> **本文**:
------------

風光る 脳腫瘍闘病記

遺体確認



私は同僚のEさんと少し離れた場所に座った。しばらくして刑事さんが来て個室に案内され、そこで家族構成とか仕事とか姉の精神状態について、いろいろと聞かれた。

「じゃあ、後で遺体の確認があるので廊下で待っててください」

「あっ、はい」再び、廊下で待たされる事に・・。依然としてHは私には気が付かないでいた。そんな時、目の前のエレベーターのドアが開いた。そこにはHの両親が乗っていた。

「お久しぶりです」

「愛ちゃん・・・」Hのお母さんが私の元に来た。その時初めてHが私の存在に気がついたらしく何も言わず、私の顔をじぃっと見つめてきた。私は思わず視線をそらしてしまった。

その時にHと両親が刑事さんに呼ばれて奥の部屋に入っていった。

長いすに座ってると、さっき事情聴取をしてきた人が目の前を通った。
私は姉がどこで自殺したか聞いていなかった。

「すいません、ちょっといいですか?姉は自殺ですよね?飛び降りですか?」

「いえ、首つりです・・」

「首つり!?」家の近くでそんな首をつれる場所があったかな?でも心当たりはなかった。

「どこでですか?」次の瞬間、耳を疑った。

「自宅のベランダです」

「ベランダ!?」

じゃあ、あの時、ドア越しに覗いた時は、カーテンが閉められて分からなかったがあの時にもう死んでたの?

「いつ頃死んだか分かりますか?」

「朝方の4時~5時ですね・・」

「朝方・・・」「朝方!?」私は思い出した。

「ガラガラガラガラッ」と勢いよくベランダの窓が閉まる音を聞いていた。

「違う・・あれはお姉さんがベランダから入ってきた音じゃなくてベランダに出た時の音だったんだ・・・」

「あの時・・・・・」私とHは何してた?姉が首を吊ってる時、二人共、寝ていたのだ。しかもHからベランダまでは距離にして50センチもない。

Hは気がつかなかったのか?ユメは?

再び刑事さんに呼ばれた私はH達がいる部屋へと足を運んだ。

Eさんは「何かあったら電話頂戴ね」と言ってくれて、私達はそこで別れた。

部屋に入るとテーブルには透明袋に入れられた幅8センチの皮ベルトが置かれていた。ベルトは二つにスッパリと切られている。

「このベルトに見覚えがありますか?」

「いえ、ないです」

Hは

「あります」と答えていた。

「えっ?このベルトで?」生々しかった。

------------

> **取り出した情報**:
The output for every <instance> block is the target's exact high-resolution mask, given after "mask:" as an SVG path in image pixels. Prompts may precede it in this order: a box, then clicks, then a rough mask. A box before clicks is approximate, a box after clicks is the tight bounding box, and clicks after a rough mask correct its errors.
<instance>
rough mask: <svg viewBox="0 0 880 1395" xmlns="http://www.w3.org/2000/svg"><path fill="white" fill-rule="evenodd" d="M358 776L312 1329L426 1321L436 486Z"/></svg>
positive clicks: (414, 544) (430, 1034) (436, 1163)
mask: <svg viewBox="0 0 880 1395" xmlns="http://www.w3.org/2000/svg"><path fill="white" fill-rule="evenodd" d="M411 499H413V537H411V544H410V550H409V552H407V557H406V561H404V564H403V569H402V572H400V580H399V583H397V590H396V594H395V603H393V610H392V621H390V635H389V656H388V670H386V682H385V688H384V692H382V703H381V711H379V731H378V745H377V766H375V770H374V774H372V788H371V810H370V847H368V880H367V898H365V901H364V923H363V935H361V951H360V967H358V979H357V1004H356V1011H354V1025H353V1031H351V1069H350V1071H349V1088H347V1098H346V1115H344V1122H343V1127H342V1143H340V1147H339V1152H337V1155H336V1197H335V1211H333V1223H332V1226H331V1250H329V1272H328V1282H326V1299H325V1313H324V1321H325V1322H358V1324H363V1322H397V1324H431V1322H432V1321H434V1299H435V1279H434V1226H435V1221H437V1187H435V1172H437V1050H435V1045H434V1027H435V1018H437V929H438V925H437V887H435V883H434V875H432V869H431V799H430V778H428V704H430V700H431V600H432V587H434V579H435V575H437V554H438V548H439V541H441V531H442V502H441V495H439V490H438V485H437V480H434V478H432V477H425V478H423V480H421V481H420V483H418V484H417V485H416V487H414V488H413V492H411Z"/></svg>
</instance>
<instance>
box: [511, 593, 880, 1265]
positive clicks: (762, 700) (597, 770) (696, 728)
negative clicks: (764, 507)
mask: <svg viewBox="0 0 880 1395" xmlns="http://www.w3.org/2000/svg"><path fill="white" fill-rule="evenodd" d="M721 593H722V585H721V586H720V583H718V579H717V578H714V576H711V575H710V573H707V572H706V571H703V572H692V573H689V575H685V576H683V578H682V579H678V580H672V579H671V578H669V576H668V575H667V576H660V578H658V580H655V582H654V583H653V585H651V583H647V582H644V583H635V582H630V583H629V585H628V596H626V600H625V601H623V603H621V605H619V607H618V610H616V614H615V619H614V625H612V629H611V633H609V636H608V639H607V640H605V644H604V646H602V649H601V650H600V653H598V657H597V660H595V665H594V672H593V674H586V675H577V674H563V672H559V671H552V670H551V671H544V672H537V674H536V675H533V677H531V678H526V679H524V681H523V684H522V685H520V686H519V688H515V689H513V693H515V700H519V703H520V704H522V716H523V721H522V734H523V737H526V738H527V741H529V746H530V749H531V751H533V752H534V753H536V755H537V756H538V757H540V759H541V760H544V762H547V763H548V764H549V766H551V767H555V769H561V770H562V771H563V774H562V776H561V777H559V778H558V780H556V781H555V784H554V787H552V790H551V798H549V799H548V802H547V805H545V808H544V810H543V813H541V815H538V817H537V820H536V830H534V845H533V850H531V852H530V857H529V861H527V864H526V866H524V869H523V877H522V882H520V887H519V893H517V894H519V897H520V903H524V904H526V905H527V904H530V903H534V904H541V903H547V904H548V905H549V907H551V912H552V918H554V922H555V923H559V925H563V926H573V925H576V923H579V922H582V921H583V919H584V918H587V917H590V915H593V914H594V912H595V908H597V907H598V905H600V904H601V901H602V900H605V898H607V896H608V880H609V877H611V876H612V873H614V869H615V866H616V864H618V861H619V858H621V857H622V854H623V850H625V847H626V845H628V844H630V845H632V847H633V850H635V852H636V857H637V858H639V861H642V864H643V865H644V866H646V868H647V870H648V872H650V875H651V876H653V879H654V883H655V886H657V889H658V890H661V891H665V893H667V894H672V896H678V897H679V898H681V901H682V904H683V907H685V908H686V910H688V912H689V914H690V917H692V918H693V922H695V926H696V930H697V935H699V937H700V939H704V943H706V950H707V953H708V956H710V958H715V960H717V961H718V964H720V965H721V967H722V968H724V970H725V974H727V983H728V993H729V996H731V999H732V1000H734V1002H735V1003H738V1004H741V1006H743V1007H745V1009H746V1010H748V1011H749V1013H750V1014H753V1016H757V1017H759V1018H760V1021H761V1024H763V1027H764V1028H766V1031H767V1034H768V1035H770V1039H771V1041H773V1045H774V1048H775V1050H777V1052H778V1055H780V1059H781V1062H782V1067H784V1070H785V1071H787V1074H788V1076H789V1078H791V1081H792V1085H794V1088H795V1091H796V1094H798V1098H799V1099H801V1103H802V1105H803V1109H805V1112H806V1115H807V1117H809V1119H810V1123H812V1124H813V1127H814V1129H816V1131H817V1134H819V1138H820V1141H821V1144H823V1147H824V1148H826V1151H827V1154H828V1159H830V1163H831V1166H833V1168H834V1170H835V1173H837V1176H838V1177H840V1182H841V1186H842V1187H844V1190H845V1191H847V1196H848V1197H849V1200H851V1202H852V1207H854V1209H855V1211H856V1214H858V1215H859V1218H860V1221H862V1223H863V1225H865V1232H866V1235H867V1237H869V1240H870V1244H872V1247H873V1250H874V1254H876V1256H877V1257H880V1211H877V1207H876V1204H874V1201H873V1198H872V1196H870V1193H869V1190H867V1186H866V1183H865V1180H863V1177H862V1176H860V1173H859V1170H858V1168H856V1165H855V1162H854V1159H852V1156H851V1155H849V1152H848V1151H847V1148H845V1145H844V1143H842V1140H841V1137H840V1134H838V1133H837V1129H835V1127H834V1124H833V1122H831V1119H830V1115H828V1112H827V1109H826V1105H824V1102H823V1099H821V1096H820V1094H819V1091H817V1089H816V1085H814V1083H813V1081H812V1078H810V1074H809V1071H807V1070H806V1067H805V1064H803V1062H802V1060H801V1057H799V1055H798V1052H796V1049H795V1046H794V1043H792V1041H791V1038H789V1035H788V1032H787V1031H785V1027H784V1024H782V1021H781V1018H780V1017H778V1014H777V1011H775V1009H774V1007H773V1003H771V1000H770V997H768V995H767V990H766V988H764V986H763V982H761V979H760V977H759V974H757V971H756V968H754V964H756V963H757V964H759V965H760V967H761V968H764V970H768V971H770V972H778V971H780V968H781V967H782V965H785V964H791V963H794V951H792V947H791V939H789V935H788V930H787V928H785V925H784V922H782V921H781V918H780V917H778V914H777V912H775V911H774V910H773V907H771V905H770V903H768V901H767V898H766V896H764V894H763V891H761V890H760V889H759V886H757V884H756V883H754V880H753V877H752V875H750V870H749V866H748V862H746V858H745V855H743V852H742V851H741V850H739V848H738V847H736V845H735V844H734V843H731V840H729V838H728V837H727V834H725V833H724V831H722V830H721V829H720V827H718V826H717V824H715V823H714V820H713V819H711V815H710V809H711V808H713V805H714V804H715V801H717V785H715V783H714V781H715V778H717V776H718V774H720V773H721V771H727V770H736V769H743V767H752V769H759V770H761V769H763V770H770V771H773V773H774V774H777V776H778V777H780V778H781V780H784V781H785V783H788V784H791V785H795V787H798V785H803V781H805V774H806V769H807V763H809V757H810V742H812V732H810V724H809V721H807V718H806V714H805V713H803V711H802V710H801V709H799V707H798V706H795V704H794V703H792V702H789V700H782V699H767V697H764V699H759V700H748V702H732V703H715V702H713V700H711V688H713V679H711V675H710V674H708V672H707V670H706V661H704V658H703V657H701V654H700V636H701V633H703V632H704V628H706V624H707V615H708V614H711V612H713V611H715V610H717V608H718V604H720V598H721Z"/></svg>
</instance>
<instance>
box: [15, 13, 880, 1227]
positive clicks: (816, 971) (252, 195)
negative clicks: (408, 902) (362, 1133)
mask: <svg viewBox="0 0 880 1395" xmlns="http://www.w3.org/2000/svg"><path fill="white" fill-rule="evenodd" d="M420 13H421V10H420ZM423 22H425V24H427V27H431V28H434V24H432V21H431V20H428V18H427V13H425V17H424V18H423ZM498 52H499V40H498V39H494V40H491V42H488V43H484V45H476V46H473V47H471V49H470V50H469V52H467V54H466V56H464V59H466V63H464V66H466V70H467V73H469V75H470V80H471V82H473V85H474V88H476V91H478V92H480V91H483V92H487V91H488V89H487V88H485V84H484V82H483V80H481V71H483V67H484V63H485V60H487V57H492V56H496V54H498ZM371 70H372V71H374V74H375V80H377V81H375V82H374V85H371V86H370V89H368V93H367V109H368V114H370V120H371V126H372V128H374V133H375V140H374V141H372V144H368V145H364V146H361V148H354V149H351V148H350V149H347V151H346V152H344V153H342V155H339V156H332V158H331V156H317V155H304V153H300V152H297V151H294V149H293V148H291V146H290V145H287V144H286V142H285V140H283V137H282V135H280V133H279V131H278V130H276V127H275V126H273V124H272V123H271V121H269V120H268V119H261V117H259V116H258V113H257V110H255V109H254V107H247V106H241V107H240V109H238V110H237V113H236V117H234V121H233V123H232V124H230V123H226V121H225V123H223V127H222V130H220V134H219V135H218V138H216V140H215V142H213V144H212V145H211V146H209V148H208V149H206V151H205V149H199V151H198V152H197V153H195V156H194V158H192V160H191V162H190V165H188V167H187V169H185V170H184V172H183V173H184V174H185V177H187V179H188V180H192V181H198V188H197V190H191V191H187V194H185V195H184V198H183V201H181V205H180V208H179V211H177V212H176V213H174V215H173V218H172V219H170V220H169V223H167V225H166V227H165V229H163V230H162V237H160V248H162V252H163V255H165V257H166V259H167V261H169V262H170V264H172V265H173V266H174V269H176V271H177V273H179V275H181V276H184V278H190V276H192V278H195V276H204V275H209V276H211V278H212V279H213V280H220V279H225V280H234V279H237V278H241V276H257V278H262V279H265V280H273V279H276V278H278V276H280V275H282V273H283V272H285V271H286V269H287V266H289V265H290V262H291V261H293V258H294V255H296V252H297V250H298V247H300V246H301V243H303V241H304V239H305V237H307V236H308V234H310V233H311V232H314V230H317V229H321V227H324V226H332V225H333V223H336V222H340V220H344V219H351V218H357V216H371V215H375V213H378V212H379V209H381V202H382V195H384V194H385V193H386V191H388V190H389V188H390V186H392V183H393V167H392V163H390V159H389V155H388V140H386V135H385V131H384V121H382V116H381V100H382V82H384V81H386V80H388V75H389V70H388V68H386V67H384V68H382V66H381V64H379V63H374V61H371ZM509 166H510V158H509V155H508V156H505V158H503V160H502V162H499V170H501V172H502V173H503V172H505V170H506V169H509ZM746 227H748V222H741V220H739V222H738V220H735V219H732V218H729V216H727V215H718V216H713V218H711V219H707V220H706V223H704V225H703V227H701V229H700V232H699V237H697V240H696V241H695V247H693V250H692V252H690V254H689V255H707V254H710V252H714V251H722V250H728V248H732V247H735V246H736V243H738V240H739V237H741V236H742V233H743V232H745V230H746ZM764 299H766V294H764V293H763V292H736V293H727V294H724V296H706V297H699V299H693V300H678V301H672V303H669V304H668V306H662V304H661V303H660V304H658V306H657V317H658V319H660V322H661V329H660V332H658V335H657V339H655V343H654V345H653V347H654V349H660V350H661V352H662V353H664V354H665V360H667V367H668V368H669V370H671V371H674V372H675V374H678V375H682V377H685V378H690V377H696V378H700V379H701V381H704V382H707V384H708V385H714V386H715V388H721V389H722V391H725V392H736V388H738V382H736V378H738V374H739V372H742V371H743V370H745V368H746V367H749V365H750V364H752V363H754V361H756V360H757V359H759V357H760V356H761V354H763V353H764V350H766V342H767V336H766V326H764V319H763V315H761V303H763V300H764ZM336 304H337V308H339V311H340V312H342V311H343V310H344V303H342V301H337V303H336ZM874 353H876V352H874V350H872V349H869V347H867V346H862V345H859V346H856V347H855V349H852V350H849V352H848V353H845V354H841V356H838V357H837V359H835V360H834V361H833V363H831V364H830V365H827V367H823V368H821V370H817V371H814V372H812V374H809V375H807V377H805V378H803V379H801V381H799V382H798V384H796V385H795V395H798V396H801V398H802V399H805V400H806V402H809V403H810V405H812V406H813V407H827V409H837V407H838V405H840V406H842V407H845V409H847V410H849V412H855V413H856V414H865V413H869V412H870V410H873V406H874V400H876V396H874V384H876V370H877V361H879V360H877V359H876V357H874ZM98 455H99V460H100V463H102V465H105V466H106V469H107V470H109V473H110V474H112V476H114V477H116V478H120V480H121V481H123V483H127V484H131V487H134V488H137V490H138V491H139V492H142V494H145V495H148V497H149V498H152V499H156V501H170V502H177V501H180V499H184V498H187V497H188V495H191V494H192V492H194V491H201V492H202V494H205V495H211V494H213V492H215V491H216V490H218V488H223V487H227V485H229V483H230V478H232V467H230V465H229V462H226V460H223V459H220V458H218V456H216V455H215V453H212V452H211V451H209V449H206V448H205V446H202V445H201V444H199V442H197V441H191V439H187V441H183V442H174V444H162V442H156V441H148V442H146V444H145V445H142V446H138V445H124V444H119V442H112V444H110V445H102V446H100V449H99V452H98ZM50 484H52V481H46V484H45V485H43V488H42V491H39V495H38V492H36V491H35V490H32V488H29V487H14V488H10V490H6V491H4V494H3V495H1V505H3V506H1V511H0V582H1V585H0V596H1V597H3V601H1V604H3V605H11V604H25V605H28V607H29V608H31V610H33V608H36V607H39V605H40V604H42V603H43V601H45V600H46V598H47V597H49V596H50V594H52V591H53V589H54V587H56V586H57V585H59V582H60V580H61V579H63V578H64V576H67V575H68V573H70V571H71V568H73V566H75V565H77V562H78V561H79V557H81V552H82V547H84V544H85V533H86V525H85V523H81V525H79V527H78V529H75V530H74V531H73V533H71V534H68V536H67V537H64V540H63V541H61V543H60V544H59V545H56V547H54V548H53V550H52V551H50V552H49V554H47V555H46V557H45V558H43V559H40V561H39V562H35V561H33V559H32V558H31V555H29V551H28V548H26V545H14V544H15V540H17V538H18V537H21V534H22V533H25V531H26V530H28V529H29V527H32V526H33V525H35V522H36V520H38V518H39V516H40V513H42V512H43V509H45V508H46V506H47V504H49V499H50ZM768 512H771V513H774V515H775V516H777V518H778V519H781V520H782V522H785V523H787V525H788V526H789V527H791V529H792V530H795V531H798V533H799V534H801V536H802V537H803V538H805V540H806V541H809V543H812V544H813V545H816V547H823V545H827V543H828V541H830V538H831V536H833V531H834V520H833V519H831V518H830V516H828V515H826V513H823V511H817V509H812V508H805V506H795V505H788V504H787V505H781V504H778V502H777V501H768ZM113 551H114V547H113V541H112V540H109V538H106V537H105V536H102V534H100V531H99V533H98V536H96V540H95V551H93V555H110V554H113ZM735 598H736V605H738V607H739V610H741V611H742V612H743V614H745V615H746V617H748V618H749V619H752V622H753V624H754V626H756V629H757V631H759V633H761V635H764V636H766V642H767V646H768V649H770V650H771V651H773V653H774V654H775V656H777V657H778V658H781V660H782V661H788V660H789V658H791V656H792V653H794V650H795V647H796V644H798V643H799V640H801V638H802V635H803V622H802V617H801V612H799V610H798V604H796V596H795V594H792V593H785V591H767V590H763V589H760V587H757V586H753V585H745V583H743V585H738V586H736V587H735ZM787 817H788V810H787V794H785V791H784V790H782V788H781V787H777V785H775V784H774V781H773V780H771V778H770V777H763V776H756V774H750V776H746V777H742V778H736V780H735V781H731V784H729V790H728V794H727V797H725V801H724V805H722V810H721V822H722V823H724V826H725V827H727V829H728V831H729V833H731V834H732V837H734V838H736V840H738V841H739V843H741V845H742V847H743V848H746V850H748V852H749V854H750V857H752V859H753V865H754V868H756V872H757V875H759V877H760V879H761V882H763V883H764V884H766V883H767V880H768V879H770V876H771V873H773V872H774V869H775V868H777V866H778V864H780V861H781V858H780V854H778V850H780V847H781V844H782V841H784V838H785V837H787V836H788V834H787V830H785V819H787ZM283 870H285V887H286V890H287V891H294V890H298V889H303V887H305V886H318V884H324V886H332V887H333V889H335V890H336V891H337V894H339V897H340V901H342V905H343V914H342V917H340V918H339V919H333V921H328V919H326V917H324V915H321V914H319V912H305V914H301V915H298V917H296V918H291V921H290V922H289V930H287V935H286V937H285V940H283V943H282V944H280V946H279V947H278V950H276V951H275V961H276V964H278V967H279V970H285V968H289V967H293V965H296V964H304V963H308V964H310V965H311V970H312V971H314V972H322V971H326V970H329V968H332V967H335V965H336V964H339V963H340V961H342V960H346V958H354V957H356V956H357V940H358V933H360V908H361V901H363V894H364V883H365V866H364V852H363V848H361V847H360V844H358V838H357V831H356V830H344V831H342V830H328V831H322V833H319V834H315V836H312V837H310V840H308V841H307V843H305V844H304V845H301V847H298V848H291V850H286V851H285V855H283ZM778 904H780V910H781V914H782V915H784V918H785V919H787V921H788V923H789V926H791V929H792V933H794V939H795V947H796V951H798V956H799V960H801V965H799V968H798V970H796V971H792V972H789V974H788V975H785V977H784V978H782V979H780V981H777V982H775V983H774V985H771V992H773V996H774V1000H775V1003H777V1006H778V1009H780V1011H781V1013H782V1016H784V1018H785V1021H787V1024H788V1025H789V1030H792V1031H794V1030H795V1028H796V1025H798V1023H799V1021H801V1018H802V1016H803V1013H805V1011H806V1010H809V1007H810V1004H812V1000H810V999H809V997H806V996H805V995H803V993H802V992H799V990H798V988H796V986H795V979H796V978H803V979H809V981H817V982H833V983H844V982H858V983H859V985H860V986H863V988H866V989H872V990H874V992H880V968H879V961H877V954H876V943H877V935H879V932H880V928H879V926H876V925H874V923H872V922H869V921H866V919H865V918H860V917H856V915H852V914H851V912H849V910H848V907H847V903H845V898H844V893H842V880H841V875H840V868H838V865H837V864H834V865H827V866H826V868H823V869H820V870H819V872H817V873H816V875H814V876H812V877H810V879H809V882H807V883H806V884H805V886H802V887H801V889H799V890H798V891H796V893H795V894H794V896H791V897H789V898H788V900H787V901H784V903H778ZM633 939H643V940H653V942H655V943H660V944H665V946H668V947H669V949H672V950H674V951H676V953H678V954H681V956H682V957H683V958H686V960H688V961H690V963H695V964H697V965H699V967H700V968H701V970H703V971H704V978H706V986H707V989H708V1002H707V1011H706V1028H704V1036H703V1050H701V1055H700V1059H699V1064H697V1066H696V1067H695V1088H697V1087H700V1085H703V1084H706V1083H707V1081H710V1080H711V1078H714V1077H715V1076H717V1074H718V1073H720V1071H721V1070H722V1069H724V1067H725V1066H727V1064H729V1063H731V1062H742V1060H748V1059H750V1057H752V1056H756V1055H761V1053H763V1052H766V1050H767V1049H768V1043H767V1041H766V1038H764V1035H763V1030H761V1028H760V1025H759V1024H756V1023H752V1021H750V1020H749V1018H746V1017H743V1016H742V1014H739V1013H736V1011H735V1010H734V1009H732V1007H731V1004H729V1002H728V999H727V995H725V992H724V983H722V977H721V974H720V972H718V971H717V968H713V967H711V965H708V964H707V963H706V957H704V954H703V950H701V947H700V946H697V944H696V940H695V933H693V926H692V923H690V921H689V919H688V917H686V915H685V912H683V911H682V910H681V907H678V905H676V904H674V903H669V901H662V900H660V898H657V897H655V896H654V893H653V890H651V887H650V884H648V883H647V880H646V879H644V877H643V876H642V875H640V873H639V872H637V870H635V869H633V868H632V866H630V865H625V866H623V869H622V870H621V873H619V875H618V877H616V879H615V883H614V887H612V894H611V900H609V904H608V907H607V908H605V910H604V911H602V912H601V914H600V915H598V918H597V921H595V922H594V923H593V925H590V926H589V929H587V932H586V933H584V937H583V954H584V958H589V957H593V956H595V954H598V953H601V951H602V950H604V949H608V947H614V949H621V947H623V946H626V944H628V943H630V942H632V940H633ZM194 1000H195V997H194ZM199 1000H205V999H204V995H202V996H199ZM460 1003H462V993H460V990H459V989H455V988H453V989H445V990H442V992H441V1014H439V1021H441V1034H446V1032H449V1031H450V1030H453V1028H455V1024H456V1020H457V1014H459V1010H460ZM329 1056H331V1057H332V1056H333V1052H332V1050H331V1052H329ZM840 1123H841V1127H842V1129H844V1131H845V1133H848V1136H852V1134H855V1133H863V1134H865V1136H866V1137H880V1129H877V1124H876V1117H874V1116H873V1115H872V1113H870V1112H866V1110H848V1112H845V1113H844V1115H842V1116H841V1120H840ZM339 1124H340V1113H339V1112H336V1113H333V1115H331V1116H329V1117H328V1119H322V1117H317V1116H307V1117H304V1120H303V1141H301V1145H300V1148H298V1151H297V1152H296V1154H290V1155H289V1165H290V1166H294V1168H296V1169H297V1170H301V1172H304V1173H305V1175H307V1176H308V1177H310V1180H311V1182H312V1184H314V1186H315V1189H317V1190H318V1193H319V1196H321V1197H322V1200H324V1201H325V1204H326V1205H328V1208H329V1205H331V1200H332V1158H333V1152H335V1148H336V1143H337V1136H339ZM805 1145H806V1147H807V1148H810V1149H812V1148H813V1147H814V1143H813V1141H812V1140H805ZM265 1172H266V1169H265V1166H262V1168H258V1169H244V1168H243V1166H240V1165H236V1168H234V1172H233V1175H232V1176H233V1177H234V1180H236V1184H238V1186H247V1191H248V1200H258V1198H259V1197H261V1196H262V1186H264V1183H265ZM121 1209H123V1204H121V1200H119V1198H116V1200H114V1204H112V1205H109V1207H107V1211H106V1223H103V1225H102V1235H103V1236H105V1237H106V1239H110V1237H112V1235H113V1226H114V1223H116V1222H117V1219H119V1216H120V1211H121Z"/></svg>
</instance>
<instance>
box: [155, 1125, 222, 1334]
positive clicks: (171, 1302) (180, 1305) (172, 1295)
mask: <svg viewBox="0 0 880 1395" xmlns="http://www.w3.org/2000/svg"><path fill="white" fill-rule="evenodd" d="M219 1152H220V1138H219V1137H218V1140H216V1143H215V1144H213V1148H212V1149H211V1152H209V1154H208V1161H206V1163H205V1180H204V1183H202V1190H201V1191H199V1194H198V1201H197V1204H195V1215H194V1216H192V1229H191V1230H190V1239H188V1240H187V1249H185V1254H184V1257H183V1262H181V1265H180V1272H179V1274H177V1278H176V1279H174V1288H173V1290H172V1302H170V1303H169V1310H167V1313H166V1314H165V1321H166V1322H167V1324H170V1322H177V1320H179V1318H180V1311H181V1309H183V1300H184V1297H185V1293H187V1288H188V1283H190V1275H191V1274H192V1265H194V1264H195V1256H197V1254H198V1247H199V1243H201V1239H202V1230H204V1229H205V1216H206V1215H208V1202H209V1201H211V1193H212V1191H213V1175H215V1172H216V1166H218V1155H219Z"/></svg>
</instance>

------------

> **やること**: 本文で、Eさんは別れるときに何と言いましたか。

> **答え**: 「何かあったら電話頂戴ね」と言いました。